In 1986 the U.S. Supreme Court handed down its Bowers v. Hardwick ruling, not only upholding the right of states to criminalize and penalize sodomy but proclaiming that the Constitution did not guarantee "a fundamental right to engage in homosexual sodomy." Then Chief Justice, Warren Burger slathered the LGBT community with further disdain in a concurring opinion citing the "ancient roots" of prohibitions against homosexual sex, referring to it an "infamous crime against nature", worse than rape, and "a crime not fit to be named." Burger expounded: "To hold that the act of homosexual sodomy is somehow protected as a fundamental right would be to cast aside millennia of moral teaching." Bowers v. Hardwick was intended to be smack-down for LGBT rights. And for a time, it was. But Bowers had an unintended effect: it didn't sit well with LGBT Americans and those around them who cared for their well-being. In the agony of the AIDS epidemic, LGBT Americans and their supporters drew together and widened their circles of support. A growing number of people now wanted to see change.
It should come as no surprise that finding a defendant that pled guilty to homosexual conduct willing to further challenge the constitutionality of the law would be difficult. The aggrieved parties would be putting their personal lives at stake, possibly risking their jobs and homes, perhaps even friends and families. Uneven and selective enforcement of the law meant most potential cases involved other issues that endangered a review of the issue on its merits alone. Arrests resulting from raids of bars and cruising spots introduced the spectre of sexual activities occurring in a public context - an obstacle that even heterosexual offenders couldn't always overcome. To litigate Texas' Homosexual Conduct law, the law would need to have been enforced in a private context, one in which the spectre of public observation was absent The arrests of John Lawrence and Tyron Gardner on the evening of September 17th, 1998 provided both the parties and circumstances that satisfied the necessary conditions to move a challenge forward.

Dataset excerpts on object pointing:

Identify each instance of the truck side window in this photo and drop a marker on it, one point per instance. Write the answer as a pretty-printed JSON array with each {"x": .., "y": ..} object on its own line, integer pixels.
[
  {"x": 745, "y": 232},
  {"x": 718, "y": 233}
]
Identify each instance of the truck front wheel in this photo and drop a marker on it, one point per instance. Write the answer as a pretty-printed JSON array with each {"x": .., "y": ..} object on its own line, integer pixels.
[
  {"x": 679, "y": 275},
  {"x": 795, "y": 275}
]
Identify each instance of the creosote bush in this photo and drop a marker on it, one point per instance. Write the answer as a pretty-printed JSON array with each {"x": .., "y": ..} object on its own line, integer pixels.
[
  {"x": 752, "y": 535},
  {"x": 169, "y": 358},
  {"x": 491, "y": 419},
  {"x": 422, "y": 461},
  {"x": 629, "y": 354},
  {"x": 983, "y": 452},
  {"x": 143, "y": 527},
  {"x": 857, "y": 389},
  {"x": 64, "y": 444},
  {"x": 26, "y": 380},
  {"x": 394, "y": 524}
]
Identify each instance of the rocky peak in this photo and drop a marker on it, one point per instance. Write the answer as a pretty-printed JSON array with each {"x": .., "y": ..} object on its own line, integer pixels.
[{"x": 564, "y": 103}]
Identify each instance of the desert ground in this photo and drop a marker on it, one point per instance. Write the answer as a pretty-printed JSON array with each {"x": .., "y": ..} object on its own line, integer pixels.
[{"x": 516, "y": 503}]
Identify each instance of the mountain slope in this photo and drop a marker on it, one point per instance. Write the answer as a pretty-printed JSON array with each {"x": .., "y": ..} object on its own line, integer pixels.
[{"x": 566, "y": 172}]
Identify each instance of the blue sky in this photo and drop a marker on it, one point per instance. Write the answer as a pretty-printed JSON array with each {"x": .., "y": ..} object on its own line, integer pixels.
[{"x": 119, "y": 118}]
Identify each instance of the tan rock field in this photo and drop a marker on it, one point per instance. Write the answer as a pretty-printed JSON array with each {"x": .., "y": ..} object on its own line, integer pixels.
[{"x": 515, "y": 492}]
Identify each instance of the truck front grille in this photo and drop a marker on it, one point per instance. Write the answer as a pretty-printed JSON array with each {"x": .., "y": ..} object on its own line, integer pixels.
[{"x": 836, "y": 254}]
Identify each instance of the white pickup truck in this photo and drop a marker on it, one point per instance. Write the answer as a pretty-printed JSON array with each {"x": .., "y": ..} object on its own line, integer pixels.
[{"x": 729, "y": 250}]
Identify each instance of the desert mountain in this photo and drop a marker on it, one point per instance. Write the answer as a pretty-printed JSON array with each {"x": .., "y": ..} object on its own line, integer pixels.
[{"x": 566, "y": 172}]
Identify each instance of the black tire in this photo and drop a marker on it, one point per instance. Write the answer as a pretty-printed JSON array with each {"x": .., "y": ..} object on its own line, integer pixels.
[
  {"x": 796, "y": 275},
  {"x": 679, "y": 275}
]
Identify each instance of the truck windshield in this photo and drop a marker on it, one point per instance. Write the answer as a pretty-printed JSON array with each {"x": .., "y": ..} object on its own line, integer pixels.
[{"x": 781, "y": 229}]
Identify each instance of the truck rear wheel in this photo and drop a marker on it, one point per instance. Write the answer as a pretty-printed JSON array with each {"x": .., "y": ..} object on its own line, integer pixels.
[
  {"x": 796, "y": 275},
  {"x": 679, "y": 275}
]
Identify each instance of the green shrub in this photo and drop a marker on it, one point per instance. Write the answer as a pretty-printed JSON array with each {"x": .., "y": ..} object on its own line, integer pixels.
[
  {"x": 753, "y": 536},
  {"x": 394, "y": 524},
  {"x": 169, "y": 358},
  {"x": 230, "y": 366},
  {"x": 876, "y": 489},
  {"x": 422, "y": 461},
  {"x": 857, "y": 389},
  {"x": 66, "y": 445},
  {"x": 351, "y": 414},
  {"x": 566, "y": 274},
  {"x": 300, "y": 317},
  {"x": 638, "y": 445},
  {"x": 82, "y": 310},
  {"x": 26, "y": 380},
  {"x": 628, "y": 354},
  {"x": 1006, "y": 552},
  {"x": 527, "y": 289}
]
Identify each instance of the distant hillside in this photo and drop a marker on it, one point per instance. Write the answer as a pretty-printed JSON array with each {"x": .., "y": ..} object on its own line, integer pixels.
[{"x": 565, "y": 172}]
---
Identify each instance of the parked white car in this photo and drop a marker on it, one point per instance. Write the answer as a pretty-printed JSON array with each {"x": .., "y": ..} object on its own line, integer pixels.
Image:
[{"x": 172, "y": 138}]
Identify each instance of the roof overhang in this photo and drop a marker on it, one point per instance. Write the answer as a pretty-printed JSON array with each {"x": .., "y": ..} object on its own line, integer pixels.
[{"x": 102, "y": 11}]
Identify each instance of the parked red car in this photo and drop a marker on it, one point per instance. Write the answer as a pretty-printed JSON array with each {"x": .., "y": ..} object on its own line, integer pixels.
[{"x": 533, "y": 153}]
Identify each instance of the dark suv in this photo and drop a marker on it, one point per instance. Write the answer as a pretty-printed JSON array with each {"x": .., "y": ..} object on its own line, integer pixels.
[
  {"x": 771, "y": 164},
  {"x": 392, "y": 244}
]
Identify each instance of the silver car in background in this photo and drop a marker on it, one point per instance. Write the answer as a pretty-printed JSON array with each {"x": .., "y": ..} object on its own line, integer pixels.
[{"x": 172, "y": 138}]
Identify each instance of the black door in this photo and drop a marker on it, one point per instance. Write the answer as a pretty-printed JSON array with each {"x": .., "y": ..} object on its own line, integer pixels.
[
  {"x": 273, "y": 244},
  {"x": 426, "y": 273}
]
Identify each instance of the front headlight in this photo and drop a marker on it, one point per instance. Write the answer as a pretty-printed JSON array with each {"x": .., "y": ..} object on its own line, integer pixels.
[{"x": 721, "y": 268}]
* * *
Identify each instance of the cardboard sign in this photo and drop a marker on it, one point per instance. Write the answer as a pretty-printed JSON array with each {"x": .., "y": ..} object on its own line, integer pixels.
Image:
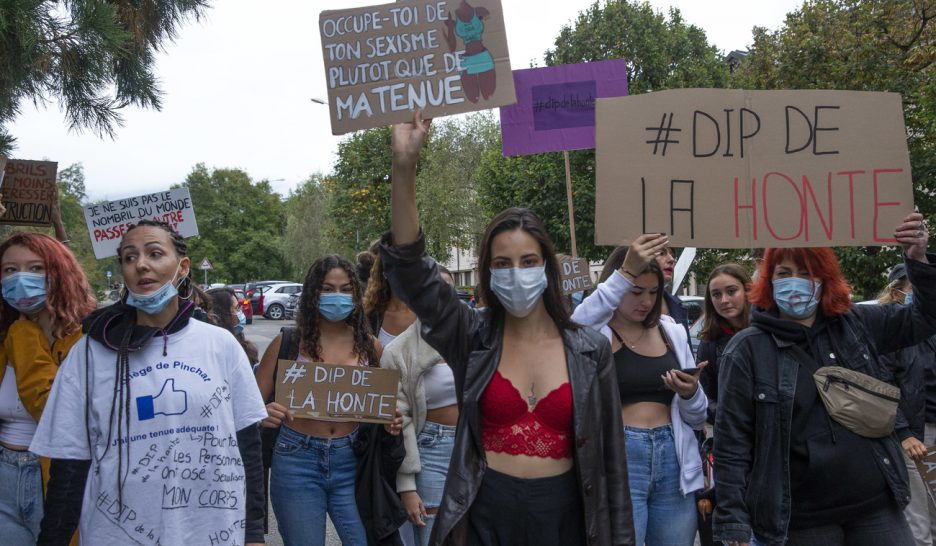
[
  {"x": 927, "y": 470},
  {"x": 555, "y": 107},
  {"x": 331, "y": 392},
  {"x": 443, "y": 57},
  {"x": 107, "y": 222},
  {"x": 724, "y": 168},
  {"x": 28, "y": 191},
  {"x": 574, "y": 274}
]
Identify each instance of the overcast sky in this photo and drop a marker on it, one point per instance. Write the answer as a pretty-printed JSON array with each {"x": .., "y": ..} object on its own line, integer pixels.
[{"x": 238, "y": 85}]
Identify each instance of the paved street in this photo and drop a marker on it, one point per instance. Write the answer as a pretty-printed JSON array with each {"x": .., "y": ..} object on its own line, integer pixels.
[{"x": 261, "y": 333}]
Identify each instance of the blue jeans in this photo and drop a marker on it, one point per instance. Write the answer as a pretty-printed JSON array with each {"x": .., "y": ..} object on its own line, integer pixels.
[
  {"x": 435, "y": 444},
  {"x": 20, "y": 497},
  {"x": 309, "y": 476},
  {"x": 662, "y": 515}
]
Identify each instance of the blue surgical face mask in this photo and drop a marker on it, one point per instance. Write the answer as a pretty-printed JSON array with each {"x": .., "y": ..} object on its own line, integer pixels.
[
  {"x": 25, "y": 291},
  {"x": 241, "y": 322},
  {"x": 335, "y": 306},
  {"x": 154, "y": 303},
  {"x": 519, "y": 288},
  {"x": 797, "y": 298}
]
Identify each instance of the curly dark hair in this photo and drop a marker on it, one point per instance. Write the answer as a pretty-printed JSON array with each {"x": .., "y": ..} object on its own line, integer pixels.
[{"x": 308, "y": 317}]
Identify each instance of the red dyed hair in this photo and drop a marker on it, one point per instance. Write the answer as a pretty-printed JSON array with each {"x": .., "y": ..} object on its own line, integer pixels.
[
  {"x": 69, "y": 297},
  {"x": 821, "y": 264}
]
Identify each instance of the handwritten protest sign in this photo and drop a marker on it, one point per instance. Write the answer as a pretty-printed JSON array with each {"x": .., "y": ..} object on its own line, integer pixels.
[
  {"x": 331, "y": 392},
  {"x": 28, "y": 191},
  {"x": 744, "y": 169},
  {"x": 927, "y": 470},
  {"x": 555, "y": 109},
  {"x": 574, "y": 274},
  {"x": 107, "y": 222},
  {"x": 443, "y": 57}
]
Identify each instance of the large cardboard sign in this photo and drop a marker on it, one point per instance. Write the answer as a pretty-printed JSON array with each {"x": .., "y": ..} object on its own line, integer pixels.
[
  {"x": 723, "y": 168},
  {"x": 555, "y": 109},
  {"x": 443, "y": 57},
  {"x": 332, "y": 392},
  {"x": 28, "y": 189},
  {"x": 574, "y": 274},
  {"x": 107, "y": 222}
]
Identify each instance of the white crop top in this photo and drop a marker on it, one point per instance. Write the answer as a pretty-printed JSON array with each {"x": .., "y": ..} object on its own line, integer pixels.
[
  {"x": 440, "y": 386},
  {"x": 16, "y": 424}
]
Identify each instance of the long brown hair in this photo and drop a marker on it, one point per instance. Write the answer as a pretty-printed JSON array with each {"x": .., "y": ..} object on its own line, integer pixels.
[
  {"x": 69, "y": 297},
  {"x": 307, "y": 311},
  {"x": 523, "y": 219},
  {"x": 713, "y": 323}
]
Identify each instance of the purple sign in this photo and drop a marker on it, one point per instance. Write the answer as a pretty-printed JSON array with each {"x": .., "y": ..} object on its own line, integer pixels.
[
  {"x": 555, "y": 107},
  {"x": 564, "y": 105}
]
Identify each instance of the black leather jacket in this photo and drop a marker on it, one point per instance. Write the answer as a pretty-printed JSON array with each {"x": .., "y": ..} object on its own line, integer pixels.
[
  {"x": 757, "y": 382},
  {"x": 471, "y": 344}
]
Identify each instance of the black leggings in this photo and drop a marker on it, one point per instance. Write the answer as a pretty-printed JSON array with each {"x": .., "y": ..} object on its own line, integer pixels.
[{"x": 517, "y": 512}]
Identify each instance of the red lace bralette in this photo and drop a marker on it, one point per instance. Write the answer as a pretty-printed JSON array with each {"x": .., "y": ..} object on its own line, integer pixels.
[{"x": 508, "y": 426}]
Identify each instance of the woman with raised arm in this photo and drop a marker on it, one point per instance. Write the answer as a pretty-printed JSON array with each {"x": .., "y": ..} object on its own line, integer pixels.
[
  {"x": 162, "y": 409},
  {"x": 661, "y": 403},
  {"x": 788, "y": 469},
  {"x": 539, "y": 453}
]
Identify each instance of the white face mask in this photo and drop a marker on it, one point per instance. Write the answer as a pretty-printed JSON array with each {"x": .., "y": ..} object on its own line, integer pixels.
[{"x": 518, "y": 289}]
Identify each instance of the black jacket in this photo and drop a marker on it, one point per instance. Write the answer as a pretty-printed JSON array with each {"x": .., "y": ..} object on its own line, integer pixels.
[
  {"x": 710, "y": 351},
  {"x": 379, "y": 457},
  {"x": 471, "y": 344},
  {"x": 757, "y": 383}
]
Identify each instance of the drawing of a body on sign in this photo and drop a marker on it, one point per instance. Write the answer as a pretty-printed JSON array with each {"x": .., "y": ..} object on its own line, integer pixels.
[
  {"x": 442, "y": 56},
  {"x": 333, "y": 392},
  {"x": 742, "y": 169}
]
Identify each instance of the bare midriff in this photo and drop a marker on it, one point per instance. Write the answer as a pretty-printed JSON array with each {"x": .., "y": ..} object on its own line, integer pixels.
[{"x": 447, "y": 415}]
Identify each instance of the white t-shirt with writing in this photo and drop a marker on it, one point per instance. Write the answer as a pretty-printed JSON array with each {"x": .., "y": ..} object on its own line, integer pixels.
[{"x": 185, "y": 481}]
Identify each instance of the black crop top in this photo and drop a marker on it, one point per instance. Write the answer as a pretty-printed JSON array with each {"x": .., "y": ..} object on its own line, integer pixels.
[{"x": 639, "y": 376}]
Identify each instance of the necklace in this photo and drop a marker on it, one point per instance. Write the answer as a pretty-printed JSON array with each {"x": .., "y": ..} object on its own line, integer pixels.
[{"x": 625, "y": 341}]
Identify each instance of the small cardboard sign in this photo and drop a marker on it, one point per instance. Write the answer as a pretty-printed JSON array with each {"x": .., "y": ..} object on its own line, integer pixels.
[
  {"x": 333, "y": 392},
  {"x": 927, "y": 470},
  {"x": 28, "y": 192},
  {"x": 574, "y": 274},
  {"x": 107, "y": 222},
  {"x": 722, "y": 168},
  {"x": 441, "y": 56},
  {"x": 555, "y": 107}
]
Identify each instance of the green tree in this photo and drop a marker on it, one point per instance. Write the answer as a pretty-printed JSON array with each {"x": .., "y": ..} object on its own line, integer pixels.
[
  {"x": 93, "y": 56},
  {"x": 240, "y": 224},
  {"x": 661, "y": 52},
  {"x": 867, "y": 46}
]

§ **What the exercise asks**: Continue the passage on the legal fight against sodomy laws, starting right after its final sentence about the arrests of John Lawrence and Tyron Gardner.

§ **Answer for the task**:
Flagrant Conduct reveals much that we would otherwise never know. There were people watching, waiting, poised and ready to act. Immediately following their arrests, Lawrence and Garner had support and guidance from members of Houston's organized LGBT community. Efforts were made at the onset of the legal challenge to keep the lives of Lawrence and Garner, and the conflicting accounts of what happened that night, from becoming the focus of the case. Pleading guilty to the charges and being fined, they gained standing to challenge the law as aggrieved parties. They were kept out of the public eye as much as possible. The focus of Lawrence (and Garner's) challenge was not to be themselves, but whether Texas or any other state could intervene something as intimate and fundamental as their private sex lives. Flagrant Conduct fills in details of the events from interviews with Lawrence, Garner and the two Harris County Sheriff's Department deputies that arrested them, Quinn and Lilly. What we learn casts none of the parties in a favorable light, making it all the more important that the focus of the case was kept on the issue instead of the men involved.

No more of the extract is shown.